▸ What the task asks:
Reproduce the rows below word for word, leaving out the pictures.

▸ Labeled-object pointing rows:
## start

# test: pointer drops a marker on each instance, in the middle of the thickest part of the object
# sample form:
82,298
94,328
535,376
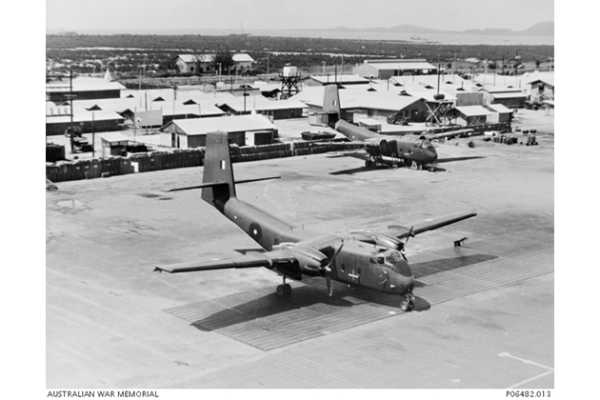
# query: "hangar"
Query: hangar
100,121
359,103
275,109
511,98
191,133
385,69
83,89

## end

▸ Problem solution:
# test: pointer drops a marker on each instance, in the middle of the thickest part of the object
# sample form:
82,298
94,328
535,376
# query: "hangar"
Query: hangar
100,121
359,103
275,109
511,98
191,133
385,69
83,89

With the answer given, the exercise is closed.